##### Dataset extract #####
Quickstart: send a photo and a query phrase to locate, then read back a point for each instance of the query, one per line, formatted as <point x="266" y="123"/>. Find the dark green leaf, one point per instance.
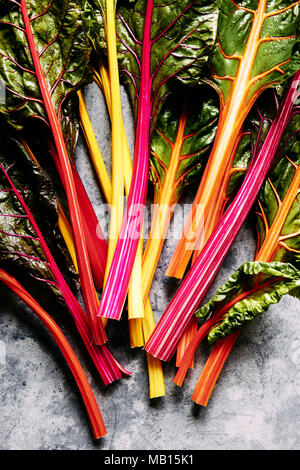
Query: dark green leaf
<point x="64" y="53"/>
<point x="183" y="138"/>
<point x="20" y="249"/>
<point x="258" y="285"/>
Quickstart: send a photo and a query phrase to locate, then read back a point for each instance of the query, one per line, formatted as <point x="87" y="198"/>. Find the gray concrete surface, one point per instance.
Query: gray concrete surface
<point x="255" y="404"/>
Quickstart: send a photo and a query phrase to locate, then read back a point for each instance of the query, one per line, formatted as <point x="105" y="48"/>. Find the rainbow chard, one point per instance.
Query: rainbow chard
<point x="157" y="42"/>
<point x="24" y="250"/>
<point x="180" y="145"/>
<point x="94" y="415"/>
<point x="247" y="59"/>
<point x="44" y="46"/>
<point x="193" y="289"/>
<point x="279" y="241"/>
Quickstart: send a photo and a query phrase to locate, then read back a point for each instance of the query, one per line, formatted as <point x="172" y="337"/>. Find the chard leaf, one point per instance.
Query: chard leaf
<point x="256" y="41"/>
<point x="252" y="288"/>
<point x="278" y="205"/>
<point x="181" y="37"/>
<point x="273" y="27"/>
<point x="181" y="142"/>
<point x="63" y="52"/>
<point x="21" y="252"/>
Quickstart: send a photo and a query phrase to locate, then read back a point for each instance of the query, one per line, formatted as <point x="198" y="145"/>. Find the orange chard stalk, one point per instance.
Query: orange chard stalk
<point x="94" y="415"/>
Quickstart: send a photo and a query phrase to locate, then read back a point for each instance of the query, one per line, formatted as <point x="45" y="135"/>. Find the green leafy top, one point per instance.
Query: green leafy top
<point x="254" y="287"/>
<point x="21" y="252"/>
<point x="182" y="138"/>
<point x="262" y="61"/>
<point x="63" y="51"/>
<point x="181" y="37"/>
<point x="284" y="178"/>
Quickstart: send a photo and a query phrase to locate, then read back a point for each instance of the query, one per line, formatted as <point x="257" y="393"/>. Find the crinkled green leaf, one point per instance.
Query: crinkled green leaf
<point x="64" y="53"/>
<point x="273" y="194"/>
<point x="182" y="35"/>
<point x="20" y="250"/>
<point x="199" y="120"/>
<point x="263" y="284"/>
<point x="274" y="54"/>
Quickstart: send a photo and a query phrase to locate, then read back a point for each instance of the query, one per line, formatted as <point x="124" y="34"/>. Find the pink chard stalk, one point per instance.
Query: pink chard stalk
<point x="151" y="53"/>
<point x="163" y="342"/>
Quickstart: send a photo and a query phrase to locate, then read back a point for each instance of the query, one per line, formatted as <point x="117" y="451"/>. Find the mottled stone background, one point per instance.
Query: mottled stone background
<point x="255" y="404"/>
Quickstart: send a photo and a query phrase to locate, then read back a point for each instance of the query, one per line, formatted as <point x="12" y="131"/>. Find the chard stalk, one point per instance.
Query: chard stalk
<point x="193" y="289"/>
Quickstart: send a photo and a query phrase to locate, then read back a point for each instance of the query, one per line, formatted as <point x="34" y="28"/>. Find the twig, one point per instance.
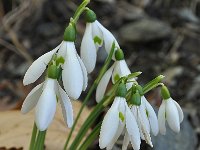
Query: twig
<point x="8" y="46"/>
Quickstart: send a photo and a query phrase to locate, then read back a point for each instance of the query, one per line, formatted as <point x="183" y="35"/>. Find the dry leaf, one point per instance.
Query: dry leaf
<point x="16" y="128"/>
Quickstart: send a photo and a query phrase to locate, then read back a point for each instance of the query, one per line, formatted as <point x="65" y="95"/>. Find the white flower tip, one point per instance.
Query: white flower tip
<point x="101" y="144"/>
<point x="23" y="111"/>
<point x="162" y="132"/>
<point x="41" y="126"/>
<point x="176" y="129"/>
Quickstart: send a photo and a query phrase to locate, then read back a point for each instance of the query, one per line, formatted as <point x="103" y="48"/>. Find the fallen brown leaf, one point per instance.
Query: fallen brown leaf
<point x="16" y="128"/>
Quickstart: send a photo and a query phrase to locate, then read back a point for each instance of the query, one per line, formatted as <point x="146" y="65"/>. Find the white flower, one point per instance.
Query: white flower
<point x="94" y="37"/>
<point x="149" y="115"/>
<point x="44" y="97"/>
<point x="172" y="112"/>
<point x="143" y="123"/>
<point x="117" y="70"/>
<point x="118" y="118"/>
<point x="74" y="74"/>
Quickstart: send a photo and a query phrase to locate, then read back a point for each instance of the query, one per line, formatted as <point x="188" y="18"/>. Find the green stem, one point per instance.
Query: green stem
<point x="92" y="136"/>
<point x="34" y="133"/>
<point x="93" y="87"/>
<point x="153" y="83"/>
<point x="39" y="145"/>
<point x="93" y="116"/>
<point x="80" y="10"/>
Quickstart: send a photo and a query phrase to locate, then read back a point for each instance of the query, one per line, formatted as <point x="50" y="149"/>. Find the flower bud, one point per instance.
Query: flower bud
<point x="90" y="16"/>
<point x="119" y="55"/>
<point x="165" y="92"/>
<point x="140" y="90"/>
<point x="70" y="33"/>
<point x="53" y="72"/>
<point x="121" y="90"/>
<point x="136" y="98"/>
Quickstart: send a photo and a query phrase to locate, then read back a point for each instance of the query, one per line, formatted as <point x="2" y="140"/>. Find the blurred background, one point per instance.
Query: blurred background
#####
— Your goal —
Repeat all entries exactly, pictures excluded.

— Answer to this task —
Quickstart: send a photo and a query phrase to locate, then read back a point for each instance of the query, one per line, formatted as <point x="266" y="123"/>. Find the dark green leaf, one point per instance.
Query: dark green leaf
<point x="64" y="53"/>
<point x="183" y="138"/>
<point x="20" y="249"/>
<point x="258" y="285"/>
Quickstart: send a photo and a query phrase to locate, then read back a point for each instance of the query, one per line, formatted as <point x="87" y="198"/>. Find the gray concrete surface, one point per instance.
Query: gray concrete surface
<point x="255" y="404"/>
Quickstart: send a photo and a query phrase to locate, then read back a point for each instance of the query, one per line, formatted as <point x="105" y="48"/>. Find the rainbow chard, one point per instance.
Query: rainbow chard
<point x="157" y="42"/>
<point x="24" y="250"/>
<point x="180" y="145"/>
<point x="94" y="415"/>
<point x="247" y="59"/>
<point x="44" y="46"/>
<point x="193" y="289"/>
<point x="279" y="241"/>
Quickstart: send a photo and a query phrase to locate, then read back a point for each instance of the query, one per line, formatted as <point x="172" y="337"/>. Find the chard leaf, one point per instance.
Query: chard leaf
<point x="256" y="41"/>
<point x="252" y="288"/>
<point x="278" y="205"/>
<point x="181" y="37"/>
<point x="273" y="27"/>
<point x="181" y="142"/>
<point x="63" y="52"/>
<point x="21" y="252"/>
Quickstart: send a photo and a query phrase to locate, then read back a point for each instance of the query, one per line, formatted as <point x="198" y="145"/>. Find the orange chard stalk, one point per instance.
Query: orange chard stalk
<point x="94" y="415"/>
Quickstart: send a photo and a query phrase to locate, then read back a point for each instance of the query, one per line, formatted as <point x="45" y="135"/>. Find the green leafy top, one point per instance.
Query: green leafy top
<point x="254" y="287"/>
<point x="21" y="252"/>
<point x="182" y="138"/>
<point x="262" y="61"/>
<point x="63" y="51"/>
<point x="181" y="37"/>
<point x="284" y="178"/>
Quickstart: send a photo and a query phrase to locate, then read back a point for each instance of the query, one per line, formatted as <point x="257" y="393"/>. Find the crinkled green leaf, one point per instance.
Query: crinkled green leaf
<point x="64" y="53"/>
<point x="273" y="194"/>
<point x="182" y="35"/>
<point x="20" y="250"/>
<point x="199" y="120"/>
<point x="263" y="284"/>
<point x="274" y="54"/>
Quickstart: send a photo and a query phrase to locate, then read back a point for each instance of the query, one per line, formatted as <point x="124" y="34"/>. Find the pink chard stalk, one point per instance.
Query: pink chard stalk
<point x="151" y="53"/>
<point x="163" y="342"/>
Quickstart: send a photo and a query phrase to locate, then read back a point for each instance of the query, one per line, formatted as <point x="117" y="451"/>. Find the mottled stone background, one point per instance.
Query: mottled stone background
<point x="255" y="404"/>
Quickstart: send a photo and a query phrase to locate, then read back a point for each instance of the query, one per line, formatted as <point x="12" y="131"/>. Find the chard stalk, one point per instance.
Query: chard stalk
<point x="193" y="289"/>
Quickstart: send a photo and a query phrase to locate, then read back a point for each instance of the query, one per line, formatted as <point x="34" y="28"/>. Find the twig, one point per instance.
Query: twig
<point x="8" y="46"/>
Quickstart: send a photo and a query phrase to locate, then read back a point for each instance of the query, one per line, formatted as <point x="183" y="35"/>. Find the dry leaf, one point per instance.
Query: dry leaf
<point x="16" y="128"/>
Quickstart: send a photo and a query phrase to locate, then read back a point for each instance of the query, one per line, formatted as <point x="65" y="95"/>. Find the white flower tip, one point per instance.
Query: white flower tip
<point x="101" y="144"/>
<point x="23" y="111"/>
<point x="162" y="132"/>
<point x="41" y="126"/>
<point x="176" y="129"/>
Quickstart: send a photo and a query phrase to locate, then read back a point for each instance of the query, one per line, formatted as <point x="103" y="48"/>. Find the fallen brown leaf, one point per instance.
Query: fallen brown leaf
<point x="16" y="128"/>
Quickstart: send a photo and a query phrase to locate, then read back a point for each instance of the query, one per line, formatted as <point x="146" y="65"/>. Find the white flower, one point per instance.
Query: white flower
<point x="94" y="37"/>
<point x="149" y="115"/>
<point x="44" y="97"/>
<point x="172" y="112"/>
<point x="143" y="123"/>
<point x="117" y="70"/>
<point x="118" y="118"/>
<point x="74" y="74"/>
Quickstart: send a photo and a query phrase to locate, then read back a point for each instance of the query, one per line, formatted as <point x="188" y="18"/>. Find the green stem, one point per instance.
Query: green stem
<point x="92" y="136"/>
<point x="34" y="133"/>
<point x="93" y="87"/>
<point x="153" y="83"/>
<point x="39" y="145"/>
<point x="93" y="116"/>
<point x="80" y="10"/>
Quickstart: send a photo and a query phrase to locate, then read back a point for each instance of the query, one per line, formatted as <point x="50" y="149"/>. Find the flower bud, one point per instance.
Query: flower bud
<point x="90" y="16"/>
<point x="119" y="55"/>
<point x="165" y="92"/>
<point x="140" y="90"/>
<point x="70" y="33"/>
<point x="53" y="72"/>
<point x="121" y="90"/>
<point x="136" y="98"/>
Quickstart: send a photo and a query phrase to locate, then read back a point for each instance of the query, one per line, formatted as <point x="2" y="140"/>. Find the blurred background, one point per instance.
Query: blurred background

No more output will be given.